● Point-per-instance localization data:
▬▬▬

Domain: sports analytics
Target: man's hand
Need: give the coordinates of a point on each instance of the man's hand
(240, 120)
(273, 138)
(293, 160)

▬▬▬

● ACTION ITEM: Write out again exactly the lines that run from the one holding "Target: man's hand" through the last line of the data; omit all other lines.

● OUTPUT FOR THIS TASK:
Target: man's hand
Need: give the coordinates of a point on each instance of the man's hand
(240, 120)
(273, 138)
(293, 160)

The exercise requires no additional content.